* Tasks to carry out:
[a] In the forum thread on bare-metal deployment, how many requests per second did the replying poster's earlier system handle, and how high did it spike?
[b] Write the next part of the forum thread on bare-metal deployment, picking up after its final line.

* Selected excerpt:
++++++
Sorry for not asking a specific question (there prob isn’t specific answer); I am essentially looking for general insight on the deployment of such a system, in particular on the following things:

  1. General app architecture/infra topology. 2 servers/vm’s min? App, monitoring, push notification on diff/same servers?

  2. Hosted vs self hosted Postgres (most likely going for hosted)

  3. Static file hosting (s3/wasabi/hetzner)

  4. Costs (savings) to expect running on bare metal vs PaaS (e.g. Hetzner vs Render) at said scale

  5. Complexity of learning to configure and deploy to bare metal, i.e. setting up networking, security, patching, maybe CI/CD, etc.

  6. Amount of extra time to expect to spend per week for bare metal maintenance (vs PaaS)

Past experience, case studies, articles, insight, anything helps.

Cheers !

8 Likes

I had a similar situation before. I developed a system that handled like 500 req/s and spiked to like 2000.

It was like 4 years ago, so some tools had changed. But I used these:

  • Bare metal servers
  • Ansible for provisioning
  • Self-hosted postgres, one master, provisioned using Ansible
  • Also self hosted Cassandra nodes using Ansible
  • Used distributed nodes to fan out work load
  • Used nginx as the front server, started with one and then increased
  • Used DNS to load balance between nginx instances

I provisioned servers as shared, meaning I used one server for different purposes. Like I had a Postgres slave and a Cassandra node on one server. This can be easily automated using Ansible.

Anyway, Ansible (and similar tools) are great to do dev ops. I didn’t use any container system, so Ansible was the choice. There are a lot of playbooks for anything you want, so give it a try.

If you have any questions, I will be glad to answer.

5 Likes

Thanks for the reply !

Plenty ! :smiley:

  • Were you previously experienced in bare metal deployments/Ansible? If not what should I expect in terms of time expenditure to get up to speed ?
  • Were you previously experienced in dba? What factors led you to self host your db’s?
  • What were the specs of the boxes? How many boxes to handle those spikes? What did the bill for this setup look like ?
  • How did you determine which services shared servers with others ?
  • What were the security considerations/implications ?
++++++
* Dataset rows:
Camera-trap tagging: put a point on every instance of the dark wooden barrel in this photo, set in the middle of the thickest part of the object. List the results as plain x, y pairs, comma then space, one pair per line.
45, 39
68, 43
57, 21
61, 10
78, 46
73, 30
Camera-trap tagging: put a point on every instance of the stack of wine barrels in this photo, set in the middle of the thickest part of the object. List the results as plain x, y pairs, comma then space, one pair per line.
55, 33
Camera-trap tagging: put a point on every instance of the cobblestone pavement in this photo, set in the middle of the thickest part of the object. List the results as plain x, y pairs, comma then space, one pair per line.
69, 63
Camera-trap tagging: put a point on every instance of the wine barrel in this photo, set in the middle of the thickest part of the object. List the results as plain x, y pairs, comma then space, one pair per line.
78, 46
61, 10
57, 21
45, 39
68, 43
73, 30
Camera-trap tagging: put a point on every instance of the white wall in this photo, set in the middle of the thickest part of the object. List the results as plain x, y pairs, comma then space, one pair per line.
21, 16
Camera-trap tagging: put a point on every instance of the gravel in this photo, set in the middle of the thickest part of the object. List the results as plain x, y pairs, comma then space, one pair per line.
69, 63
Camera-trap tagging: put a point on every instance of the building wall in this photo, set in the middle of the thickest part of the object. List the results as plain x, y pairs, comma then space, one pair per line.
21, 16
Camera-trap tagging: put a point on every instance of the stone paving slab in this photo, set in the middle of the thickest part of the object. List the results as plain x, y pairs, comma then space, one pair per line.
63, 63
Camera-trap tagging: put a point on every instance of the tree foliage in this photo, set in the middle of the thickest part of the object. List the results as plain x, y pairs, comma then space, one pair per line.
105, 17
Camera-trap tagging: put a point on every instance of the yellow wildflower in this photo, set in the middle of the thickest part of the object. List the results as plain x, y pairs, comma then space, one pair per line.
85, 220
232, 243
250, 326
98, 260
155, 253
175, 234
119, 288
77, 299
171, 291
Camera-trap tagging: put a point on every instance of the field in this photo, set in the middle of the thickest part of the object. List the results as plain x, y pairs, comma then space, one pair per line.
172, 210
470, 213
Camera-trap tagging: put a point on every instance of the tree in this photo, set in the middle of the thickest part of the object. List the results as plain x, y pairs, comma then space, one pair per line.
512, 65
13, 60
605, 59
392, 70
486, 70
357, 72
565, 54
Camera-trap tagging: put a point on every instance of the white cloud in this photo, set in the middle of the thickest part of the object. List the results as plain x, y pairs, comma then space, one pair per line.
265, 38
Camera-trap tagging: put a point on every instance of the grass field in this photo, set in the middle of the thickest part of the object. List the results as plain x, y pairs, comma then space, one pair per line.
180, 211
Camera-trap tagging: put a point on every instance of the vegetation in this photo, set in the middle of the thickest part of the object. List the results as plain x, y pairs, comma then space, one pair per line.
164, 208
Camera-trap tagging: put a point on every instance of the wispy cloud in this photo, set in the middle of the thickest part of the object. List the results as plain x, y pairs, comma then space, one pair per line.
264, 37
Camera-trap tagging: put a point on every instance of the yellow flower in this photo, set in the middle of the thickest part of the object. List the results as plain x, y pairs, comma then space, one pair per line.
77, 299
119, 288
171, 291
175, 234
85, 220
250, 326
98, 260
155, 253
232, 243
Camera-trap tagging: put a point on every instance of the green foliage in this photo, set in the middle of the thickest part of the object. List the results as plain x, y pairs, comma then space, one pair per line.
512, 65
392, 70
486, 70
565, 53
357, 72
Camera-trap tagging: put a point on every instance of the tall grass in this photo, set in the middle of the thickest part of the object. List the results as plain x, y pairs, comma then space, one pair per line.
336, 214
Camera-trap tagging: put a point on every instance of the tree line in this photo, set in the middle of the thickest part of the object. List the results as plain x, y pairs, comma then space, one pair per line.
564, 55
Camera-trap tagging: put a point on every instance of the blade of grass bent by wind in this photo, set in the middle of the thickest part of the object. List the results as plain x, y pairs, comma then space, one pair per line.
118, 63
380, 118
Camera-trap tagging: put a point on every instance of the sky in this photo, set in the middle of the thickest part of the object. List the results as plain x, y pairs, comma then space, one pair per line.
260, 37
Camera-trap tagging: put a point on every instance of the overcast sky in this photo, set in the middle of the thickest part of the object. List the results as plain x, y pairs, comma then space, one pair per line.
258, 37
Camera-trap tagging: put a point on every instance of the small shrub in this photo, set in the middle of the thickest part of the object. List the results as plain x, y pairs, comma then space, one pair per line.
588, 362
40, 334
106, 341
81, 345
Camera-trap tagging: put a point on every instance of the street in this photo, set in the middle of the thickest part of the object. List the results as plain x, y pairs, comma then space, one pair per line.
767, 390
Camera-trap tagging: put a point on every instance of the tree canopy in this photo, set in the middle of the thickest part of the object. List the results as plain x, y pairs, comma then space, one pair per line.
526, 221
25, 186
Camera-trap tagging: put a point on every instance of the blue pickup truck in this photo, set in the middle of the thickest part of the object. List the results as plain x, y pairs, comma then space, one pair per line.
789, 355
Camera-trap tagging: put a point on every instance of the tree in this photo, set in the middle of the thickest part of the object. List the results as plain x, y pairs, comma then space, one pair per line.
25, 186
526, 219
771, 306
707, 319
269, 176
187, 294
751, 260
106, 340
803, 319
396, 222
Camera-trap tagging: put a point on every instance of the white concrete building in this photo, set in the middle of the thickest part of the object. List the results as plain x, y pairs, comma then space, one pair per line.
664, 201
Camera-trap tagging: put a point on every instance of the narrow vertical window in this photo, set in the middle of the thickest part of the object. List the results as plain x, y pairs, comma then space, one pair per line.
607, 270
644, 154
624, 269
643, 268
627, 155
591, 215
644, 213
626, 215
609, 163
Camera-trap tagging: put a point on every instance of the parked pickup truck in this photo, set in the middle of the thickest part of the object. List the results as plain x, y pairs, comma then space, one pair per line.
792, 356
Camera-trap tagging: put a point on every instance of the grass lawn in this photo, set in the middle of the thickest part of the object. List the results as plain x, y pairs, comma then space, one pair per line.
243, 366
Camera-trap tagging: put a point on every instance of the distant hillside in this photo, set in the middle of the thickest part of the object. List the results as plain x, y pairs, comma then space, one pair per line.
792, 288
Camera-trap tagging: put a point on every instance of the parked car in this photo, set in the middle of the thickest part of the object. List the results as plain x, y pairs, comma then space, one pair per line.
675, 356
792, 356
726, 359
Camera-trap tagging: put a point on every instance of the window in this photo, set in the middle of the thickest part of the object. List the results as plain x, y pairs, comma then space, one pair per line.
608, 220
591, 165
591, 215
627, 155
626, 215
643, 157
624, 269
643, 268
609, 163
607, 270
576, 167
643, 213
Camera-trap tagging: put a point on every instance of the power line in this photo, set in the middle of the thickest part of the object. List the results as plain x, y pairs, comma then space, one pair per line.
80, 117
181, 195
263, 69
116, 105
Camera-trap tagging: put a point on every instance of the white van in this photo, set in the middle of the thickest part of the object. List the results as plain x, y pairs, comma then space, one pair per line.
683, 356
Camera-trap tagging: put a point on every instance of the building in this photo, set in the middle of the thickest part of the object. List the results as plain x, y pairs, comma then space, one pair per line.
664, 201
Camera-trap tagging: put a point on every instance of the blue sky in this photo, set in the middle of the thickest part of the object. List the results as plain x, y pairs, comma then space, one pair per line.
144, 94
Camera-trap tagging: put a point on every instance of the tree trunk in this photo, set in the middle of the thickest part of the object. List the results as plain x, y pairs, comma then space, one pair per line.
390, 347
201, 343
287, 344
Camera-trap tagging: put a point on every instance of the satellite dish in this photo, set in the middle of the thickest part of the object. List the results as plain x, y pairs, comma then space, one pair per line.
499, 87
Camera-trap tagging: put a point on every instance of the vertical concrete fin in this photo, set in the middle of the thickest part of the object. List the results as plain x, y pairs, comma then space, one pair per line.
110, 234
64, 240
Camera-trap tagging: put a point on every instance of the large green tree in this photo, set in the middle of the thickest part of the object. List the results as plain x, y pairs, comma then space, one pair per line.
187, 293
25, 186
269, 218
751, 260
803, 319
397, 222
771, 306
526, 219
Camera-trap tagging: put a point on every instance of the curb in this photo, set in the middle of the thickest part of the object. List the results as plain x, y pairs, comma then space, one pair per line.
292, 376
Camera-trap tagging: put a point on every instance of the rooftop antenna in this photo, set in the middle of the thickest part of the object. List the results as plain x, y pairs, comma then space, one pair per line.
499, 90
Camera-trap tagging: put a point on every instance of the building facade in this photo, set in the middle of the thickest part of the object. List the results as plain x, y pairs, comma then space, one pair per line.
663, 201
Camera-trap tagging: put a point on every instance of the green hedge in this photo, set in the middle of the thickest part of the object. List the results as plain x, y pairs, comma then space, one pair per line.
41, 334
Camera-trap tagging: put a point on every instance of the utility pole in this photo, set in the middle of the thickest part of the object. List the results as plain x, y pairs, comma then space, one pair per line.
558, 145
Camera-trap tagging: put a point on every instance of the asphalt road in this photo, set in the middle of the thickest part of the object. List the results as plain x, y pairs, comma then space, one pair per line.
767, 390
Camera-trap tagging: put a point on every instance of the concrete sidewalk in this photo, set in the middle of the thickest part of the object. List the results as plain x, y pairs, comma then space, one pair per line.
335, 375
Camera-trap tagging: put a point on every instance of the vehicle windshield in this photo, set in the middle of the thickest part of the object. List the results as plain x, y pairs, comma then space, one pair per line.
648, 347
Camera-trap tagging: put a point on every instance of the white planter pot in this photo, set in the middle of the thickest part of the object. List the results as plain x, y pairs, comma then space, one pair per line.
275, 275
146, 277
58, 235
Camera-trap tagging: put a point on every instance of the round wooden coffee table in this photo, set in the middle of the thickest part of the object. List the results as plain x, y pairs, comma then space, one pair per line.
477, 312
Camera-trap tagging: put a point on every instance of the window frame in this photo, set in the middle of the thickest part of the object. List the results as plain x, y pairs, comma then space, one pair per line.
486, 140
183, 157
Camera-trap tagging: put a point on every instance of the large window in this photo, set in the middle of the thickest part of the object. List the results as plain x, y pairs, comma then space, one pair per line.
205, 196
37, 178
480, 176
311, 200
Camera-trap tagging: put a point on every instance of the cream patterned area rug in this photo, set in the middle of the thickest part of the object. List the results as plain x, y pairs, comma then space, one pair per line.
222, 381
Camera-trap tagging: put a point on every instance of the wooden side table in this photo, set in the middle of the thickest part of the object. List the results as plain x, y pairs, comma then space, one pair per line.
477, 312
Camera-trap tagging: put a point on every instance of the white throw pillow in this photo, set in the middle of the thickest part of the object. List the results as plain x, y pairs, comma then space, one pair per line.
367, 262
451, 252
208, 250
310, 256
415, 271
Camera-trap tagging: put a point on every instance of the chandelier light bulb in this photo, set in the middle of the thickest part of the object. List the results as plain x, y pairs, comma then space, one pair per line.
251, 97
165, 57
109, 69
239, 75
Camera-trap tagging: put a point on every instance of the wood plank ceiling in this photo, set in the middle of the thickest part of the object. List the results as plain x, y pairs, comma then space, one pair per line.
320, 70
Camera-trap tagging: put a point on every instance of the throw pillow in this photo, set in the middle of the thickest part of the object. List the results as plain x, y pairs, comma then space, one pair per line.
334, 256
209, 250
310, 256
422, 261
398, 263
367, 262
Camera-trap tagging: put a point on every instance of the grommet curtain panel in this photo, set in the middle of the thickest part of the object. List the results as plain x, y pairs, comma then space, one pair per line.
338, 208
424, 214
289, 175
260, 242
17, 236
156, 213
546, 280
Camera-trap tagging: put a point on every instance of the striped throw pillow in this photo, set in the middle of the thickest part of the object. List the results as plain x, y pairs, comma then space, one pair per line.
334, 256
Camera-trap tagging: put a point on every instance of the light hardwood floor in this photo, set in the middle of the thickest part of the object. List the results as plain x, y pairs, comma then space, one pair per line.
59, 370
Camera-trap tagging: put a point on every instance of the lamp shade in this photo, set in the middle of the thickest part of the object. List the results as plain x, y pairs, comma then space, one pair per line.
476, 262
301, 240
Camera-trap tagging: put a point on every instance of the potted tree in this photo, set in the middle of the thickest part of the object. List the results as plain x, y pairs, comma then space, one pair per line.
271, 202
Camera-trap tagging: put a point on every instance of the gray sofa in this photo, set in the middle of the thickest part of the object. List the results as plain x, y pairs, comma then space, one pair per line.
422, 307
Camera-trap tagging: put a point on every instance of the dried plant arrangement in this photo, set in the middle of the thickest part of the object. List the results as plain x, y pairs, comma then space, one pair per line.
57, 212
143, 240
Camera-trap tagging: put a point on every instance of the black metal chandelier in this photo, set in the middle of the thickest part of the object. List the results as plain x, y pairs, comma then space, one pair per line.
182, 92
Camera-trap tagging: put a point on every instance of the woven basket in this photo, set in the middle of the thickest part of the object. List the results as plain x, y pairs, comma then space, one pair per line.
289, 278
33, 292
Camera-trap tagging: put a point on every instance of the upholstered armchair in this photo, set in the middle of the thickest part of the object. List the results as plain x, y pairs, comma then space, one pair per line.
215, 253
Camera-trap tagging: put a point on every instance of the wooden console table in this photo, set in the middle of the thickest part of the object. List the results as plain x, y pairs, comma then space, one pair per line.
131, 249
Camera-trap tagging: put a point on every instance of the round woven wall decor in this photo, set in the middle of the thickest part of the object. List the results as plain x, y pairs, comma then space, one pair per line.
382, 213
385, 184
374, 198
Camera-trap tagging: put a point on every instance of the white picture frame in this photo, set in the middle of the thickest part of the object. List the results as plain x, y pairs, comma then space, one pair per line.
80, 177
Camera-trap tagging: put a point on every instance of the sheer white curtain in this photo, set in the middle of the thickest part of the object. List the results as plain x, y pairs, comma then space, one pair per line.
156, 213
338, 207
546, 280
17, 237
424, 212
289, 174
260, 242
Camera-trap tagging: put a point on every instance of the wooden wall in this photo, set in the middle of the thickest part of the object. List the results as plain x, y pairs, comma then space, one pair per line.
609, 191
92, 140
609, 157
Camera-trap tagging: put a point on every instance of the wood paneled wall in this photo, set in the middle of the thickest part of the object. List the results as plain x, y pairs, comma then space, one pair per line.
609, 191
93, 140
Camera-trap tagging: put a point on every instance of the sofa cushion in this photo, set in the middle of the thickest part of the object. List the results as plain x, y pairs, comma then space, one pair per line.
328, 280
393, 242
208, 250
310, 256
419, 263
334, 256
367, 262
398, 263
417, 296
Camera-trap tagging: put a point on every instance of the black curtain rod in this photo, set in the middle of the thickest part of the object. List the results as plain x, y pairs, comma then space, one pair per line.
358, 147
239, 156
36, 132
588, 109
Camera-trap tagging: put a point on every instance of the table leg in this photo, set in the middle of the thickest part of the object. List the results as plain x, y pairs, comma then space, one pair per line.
++++++
* Results:
[a] About 500 requests per second, with spikes to about 2000.

[b]
  • I was experiences with bare metal servers before. I always handle my own servers, I don’t like hosted solutions. I was not experiences in Ansible, but it was rather easy to hop in. If you have done any sysadmin/devops thing before, it will be rather easy. Consider a week to a month based on your own experience to get to the point where you can manage your servers with Ansible.

  • I was. I manage MySQL/Postgres on a daily basis, for work and for my own projects.

  • I don’t remember the costs exactly, but we had 4 I think. 4/8 core CPU with 64GB RAM, from Hetzner. You can look it up. We had private network between them, and also rented some racks for future expansion, so you have to look for yourself.

  • Based on expected load. Postgres slaves had minimum loads, and Cassandra distributes loads, so having them on one server was not an issue. Nginx uses network a lot, and a bit of CPU, and Postgres master uses disk and ram a lot, so they can be shared too. Our own app needed cpu much more than RAM and disk, so it could also be shared with a postgres slave. We had zabbix for monitoring, and it did not impose any load so it could be anywhere.

  • We had internal network totally open between all servers, and only 80/443 opened on public ips. Basic security practices in coding should be considered, e.g. XSS CSRF injections … .

3 Likes

Server security is much more complex then this, unless you just decide to stick with the defaults that may already have or not a decent level of security.

Mandatory for any server:

If your server doesn’t have enough entropy and probably don’t have, then all the cryptography performed with it will be weak, and pretty much all apps we write will use cryptographic operations, like for user authentication and tokens.

Just to give an idea of what more should be done:

https://www.cyberciti.biz/tips/linux-security.html

A proper secured Linux server takes a lot of effort and knowledge and needs ongoing attention.

6 Likes

Thanks for the links! Question though, they all refer to securing individual servers/vm’s. I may be misreading your reply, but is it not a thing to just secure the network containing the individual servers/vm’s?

1 Like

Security is always about layers, like in medieval castles.

So, if you have your servers inside a virtual private network that doesn’t mean you just leave them open.

What happens if anyone bypasses the network security firewall?

What happens if someone breakouts from within an application in one of the servers on this virtual private network?

The answer: Free lunch, because now he has free access to everything inside that network.

Do know how jails are built with a huge amount of layers of defense? Exactly to avoid the free lunch scenario when one of the layers is breached :wink:

2 Likes

You’re totally right. I just mentioned what worked for us there. Security should always be measured against your application. That was enough for us, and we didn’t have a single attack.
It is also a thing that you must always keep an eye on, not just a fire and forget thing.

3 Likes

That you were aware off :wink:

And just because we had not experienced an attack in our server(s), that doesn’t mean that the default setup is enough… sometimes is only a question of being lucky, other times it’s just because we haven’t caught the bad guys attention, because when we got their attention we will have a very hard time to keep up with them.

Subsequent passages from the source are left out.